> _AIM_:
Find the line containing "trace: <item>asphalt road surface</item>". Reproduce it and every line after it up to the end of the records, exactly as written.
============================================================
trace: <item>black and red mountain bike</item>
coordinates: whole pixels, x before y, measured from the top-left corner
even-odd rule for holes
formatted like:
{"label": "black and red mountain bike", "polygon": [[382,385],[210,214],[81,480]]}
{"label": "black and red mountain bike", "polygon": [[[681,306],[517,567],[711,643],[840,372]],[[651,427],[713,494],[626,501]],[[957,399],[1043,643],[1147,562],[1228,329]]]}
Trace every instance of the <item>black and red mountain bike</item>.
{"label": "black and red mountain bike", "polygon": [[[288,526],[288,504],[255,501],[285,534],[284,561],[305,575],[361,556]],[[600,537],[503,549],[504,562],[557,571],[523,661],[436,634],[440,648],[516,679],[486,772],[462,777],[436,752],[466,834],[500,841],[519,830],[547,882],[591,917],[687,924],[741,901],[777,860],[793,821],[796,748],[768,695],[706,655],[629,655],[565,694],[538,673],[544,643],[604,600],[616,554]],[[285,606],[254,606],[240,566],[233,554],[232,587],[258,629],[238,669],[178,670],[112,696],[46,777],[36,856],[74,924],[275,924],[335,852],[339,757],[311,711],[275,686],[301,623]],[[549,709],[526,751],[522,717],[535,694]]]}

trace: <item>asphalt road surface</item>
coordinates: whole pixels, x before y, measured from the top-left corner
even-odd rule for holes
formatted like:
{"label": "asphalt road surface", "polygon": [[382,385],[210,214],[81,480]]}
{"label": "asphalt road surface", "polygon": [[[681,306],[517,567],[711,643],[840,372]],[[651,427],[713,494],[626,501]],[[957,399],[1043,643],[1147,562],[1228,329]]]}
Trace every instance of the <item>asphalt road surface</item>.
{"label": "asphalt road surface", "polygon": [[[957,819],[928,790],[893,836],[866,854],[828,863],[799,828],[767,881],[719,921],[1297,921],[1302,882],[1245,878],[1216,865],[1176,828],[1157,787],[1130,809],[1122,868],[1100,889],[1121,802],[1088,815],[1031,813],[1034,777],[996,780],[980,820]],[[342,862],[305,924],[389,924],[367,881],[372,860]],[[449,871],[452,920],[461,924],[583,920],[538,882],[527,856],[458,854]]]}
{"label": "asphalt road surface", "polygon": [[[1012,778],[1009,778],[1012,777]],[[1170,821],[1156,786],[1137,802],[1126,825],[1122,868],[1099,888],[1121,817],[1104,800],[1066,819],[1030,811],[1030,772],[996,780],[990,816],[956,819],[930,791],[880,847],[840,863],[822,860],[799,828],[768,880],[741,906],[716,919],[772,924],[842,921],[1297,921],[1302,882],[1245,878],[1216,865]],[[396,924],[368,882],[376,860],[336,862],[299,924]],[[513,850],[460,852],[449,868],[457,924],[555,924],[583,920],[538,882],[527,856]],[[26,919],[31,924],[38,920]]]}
============================================================
> _EXERCISE ANSWER_:
trace: <item>asphalt road surface</item>
coordinates: whole pixels, x before y, measured from the top-left corner
even-odd rule for holes
formatted like:
{"label": "asphalt road surface", "polygon": [[382,385],[210,214],[81,480]]}
{"label": "asphalt road surface", "polygon": [[[681,306],[517,567],[711,643],[840,372]],[[651,427],[713,494],[626,501]],[[957,399],[1043,643],[1147,562],[1228,329]]]}
Trace every instance of the <item>asphalt road surface</item>.
{"label": "asphalt road surface", "polygon": [[[957,819],[928,790],[893,836],[866,854],[828,863],[799,828],[767,881],[719,921],[1297,921],[1302,882],[1245,878],[1216,865],[1176,828],[1157,787],[1130,809],[1122,868],[1100,889],[1121,802],[1088,815],[1031,813],[1034,777],[996,780],[980,820]],[[342,862],[305,924],[389,924],[367,881],[372,860]],[[449,871],[452,920],[461,924],[583,920],[538,882],[527,856],[458,854]]]}
{"label": "asphalt road surface", "polygon": [[[1012,778],[1009,778],[1012,777]],[[1170,821],[1156,786],[1137,802],[1126,825],[1122,868],[1099,888],[1121,817],[1104,800],[1066,819],[1030,811],[1030,772],[996,780],[990,816],[956,819],[930,791],[880,847],[840,863],[822,860],[799,828],[768,880],[741,906],[716,919],[772,924],[842,921],[1297,921],[1302,882],[1245,878],[1216,865]],[[396,924],[368,882],[376,860],[336,862],[299,924]],[[513,850],[460,852],[449,868],[457,924],[555,924],[583,920],[538,882],[527,856]],[[26,919],[31,924],[38,920]]]}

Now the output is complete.